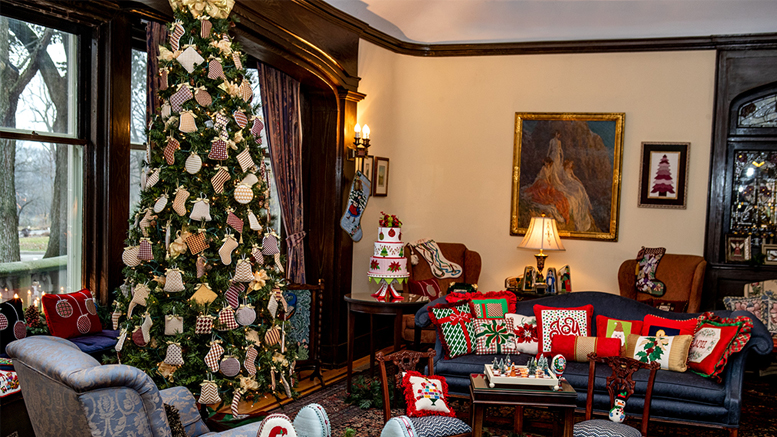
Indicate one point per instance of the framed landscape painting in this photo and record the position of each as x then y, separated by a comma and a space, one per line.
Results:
568, 166
663, 179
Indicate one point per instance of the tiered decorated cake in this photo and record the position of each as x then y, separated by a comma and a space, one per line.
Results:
388, 263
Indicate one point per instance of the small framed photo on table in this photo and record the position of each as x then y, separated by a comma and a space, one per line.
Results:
770, 254
737, 248
663, 179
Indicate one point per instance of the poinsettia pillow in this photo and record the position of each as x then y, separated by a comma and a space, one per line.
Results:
715, 340
426, 395
494, 336
454, 328
525, 333
564, 321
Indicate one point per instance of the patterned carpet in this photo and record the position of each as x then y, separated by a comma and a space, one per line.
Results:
758, 414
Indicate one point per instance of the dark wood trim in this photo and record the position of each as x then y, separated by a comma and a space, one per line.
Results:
21, 136
368, 33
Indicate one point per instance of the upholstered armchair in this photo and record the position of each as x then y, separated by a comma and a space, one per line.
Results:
67, 392
470, 263
683, 276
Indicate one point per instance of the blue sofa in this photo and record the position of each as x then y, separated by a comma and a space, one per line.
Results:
677, 397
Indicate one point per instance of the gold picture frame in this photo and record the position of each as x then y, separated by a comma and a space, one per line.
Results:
568, 166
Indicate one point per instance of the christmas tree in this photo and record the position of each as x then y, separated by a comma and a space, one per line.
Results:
202, 302
662, 183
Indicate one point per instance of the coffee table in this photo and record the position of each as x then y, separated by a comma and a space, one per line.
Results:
482, 396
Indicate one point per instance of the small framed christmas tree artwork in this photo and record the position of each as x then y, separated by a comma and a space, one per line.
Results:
663, 179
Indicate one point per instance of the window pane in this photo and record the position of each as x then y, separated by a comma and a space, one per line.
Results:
138, 104
40, 242
37, 96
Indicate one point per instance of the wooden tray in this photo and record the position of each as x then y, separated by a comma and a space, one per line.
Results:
513, 380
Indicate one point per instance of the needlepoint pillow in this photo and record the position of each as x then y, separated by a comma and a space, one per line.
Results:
494, 336
654, 325
577, 348
669, 351
427, 287
615, 328
426, 395
454, 327
525, 333
71, 315
564, 321
716, 339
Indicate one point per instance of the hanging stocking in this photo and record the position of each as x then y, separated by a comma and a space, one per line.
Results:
250, 360
209, 394
174, 356
213, 356
235, 402
160, 203
204, 324
357, 201
218, 149
244, 158
179, 203
221, 177
233, 294
229, 246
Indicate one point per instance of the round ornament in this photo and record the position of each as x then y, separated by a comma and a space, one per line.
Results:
243, 194
193, 163
230, 366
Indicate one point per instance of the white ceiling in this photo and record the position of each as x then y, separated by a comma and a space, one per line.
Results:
481, 21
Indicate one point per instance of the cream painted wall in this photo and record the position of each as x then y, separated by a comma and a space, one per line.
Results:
446, 124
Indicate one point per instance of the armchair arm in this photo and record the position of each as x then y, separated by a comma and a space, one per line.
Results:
182, 399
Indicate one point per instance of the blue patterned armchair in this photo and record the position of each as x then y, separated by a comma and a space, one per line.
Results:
67, 392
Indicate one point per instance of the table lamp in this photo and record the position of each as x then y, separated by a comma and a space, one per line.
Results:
543, 235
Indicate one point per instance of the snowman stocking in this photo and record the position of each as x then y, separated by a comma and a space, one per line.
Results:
357, 200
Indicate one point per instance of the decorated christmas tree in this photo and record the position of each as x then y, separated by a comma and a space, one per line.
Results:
202, 303
662, 183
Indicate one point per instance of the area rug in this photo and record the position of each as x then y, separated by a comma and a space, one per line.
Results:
759, 414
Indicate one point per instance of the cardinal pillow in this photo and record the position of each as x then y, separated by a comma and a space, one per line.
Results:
71, 315
564, 321
426, 395
716, 339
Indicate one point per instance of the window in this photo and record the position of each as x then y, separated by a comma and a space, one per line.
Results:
40, 206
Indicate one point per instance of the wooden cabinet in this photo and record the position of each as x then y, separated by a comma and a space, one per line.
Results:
742, 204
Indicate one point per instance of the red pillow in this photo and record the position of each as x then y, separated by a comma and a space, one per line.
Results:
652, 324
564, 321
576, 348
508, 295
716, 339
607, 327
71, 315
426, 395
427, 287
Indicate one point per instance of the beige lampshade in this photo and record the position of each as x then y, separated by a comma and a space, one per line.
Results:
542, 234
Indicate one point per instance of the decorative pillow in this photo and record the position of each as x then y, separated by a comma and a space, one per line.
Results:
488, 308
475, 296
525, 333
71, 315
716, 339
12, 326
564, 321
670, 351
754, 304
577, 348
494, 336
454, 326
426, 395
651, 325
614, 328
427, 287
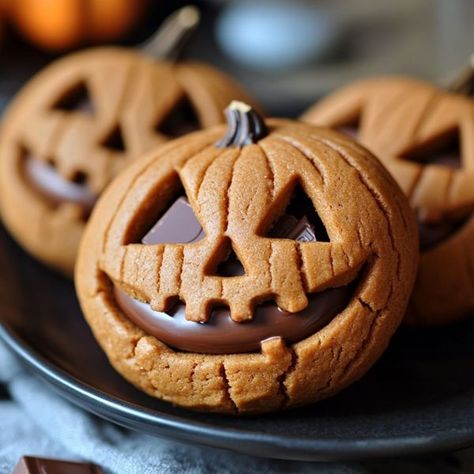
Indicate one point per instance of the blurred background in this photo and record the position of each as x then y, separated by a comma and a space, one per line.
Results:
286, 53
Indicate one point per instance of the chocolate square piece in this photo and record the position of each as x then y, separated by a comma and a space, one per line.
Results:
178, 225
32, 465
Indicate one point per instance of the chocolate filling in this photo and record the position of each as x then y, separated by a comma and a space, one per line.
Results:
349, 130
53, 187
220, 334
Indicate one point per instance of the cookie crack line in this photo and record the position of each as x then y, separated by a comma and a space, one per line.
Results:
204, 172
226, 195
227, 388
271, 172
375, 196
308, 157
281, 380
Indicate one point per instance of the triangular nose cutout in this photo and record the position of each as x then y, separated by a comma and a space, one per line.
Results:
115, 141
300, 221
181, 120
227, 265
443, 151
77, 99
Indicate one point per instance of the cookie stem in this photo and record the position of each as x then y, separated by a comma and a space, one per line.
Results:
464, 83
244, 126
168, 41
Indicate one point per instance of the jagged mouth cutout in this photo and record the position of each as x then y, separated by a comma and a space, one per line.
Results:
75, 188
220, 334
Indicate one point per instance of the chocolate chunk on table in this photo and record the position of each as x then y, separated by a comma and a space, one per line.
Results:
33, 465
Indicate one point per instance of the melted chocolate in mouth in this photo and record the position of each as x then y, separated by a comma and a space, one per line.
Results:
349, 130
54, 188
220, 334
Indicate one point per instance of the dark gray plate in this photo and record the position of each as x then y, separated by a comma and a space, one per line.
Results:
418, 398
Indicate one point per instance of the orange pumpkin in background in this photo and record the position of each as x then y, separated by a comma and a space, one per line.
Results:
56, 25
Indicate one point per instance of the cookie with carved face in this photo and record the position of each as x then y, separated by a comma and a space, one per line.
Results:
80, 121
425, 137
248, 270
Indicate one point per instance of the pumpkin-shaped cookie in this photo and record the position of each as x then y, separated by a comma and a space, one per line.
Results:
250, 270
81, 120
425, 137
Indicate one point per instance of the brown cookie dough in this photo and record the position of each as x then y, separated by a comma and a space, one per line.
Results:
80, 121
425, 137
238, 190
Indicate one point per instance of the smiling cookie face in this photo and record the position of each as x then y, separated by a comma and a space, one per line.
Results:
425, 137
81, 121
260, 271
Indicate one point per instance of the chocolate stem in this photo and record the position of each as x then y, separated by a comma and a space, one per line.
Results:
244, 126
464, 83
173, 33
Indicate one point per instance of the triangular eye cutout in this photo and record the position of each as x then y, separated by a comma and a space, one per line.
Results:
181, 120
300, 221
115, 141
443, 151
228, 264
178, 225
76, 99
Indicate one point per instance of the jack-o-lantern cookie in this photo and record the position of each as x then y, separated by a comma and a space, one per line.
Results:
425, 137
248, 271
80, 121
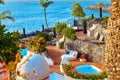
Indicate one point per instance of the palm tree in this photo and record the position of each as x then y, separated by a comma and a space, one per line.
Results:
100, 8
77, 11
6, 15
112, 56
45, 4
1, 2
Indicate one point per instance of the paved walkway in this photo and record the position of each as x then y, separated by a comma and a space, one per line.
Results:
56, 53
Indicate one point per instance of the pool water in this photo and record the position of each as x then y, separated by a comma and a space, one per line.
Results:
23, 52
88, 69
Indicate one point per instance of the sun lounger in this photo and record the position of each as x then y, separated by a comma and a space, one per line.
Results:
56, 76
70, 55
98, 41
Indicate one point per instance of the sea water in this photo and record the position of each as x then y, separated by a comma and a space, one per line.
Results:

================

Instruction
Begin with the line that contains "Indicate one point per instance of the paved" and quote each line after it exactly, stopping after the last line of the data.

Output of the task
Indicate one point per instance of the paved walkway in this photo and record the position of each as x then y, separated by a comma and a space, one per line.
Results:
56, 53
Indicate one point per instance of the pool water in this photo and record the position of each as x then y, separated by a comma and a space, one per line.
Results:
23, 52
88, 69
Indicate one point per instance of the sun lounger in this photo and record the position of each as x then y, separated by a comma and a space, one per line.
Results:
56, 76
70, 55
98, 41
Indicate one point per instance of the sea water in this photo and record the position of each as x then y, separated by a comma and a space, one per line.
Results:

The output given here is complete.